[Collected data entries]
=-=-=

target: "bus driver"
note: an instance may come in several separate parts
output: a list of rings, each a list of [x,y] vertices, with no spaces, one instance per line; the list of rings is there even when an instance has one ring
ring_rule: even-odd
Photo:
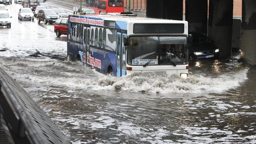
[[[165,45],[165,49],[166,49],[166,53],[165,53],[165,56],[166,57],[170,57],[171,56],[174,56],[174,52],[173,51],[174,50],[173,49],[174,49],[174,48],[173,48],[172,49],[172,51],[171,51],[171,45],[168,45],[167,44]]]

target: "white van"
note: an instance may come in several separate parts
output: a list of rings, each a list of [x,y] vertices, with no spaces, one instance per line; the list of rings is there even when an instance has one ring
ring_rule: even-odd
[[[11,19],[6,10],[0,10],[0,26],[6,26],[11,27]]]

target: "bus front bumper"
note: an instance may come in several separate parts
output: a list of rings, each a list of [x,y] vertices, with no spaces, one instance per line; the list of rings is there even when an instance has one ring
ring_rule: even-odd
[[[138,66],[131,66],[132,70],[126,70],[127,74],[129,75],[135,73],[144,73],[146,72],[154,72],[157,74],[177,74],[181,76],[182,74],[188,74],[188,69],[186,69],[187,66],[163,66],[162,67],[149,66],[146,67]],[[182,75],[184,77],[184,75]]]

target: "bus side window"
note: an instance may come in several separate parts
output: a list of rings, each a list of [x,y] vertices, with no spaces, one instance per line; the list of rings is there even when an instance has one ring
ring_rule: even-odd
[[[84,30],[84,44],[85,44],[86,43],[86,29],[85,29]]]
[[[79,38],[80,38],[81,37],[81,25],[78,25],[78,28],[79,29],[78,30],[78,37],[79,37]]]
[[[72,27],[71,28],[71,34],[70,34],[70,35],[71,35],[71,37],[73,37],[73,34],[74,34],[74,28],[73,28],[73,27]],[[70,38],[70,39],[71,39],[71,38]]]
[[[94,46],[97,46],[98,44],[98,28],[95,29],[95,34],[94,37]]]
[[[79,33],[79,27],[80,27],[80,25],[77,25],[76,27],[76,38],[78,38],[78,33]]]
[[[87,30],[87,45],[89,45],[89,43],[90,41],[90,30],[89,29]]]
[[[82,25],[81,26],[81,30],[80,31],[81,33],[81,38],[82,39],[82,42],[83,42],[83,30],[84,29],[84,25]]]
[[[90,44],[92,46],[93,45],[93,38],[94,38],[94,35],[93,35],[94,34],[94,30],[93,30],[93,29],[92,28],[91,30],[91,38],[90,39],[90,41],[91,42]]]
[[[100,30],[99,30],[99,41],[98,43],[99,47],[101,48],[102,45],[102,29],[101,28],[100,28]]]
[[[105,49],[106,47],[106,39],[107,38],[107,33],[106,29],[103,29],[103,33],[102,34],[102,48]]]
[[[76,28],[74,28],[74,37],[75,38],[76,37]],[[74,39],[73,40],[74,40]]]

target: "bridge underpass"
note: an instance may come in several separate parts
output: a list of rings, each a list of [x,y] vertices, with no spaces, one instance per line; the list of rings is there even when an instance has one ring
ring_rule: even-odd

=-=-=

■ **Task**: Show each line of the material that contains the word "target".

■ **Output below**:
target: "bus driver"
target: "white van"
target: "bus front bumper"
target: "bus side window"
target: "bridge underpass"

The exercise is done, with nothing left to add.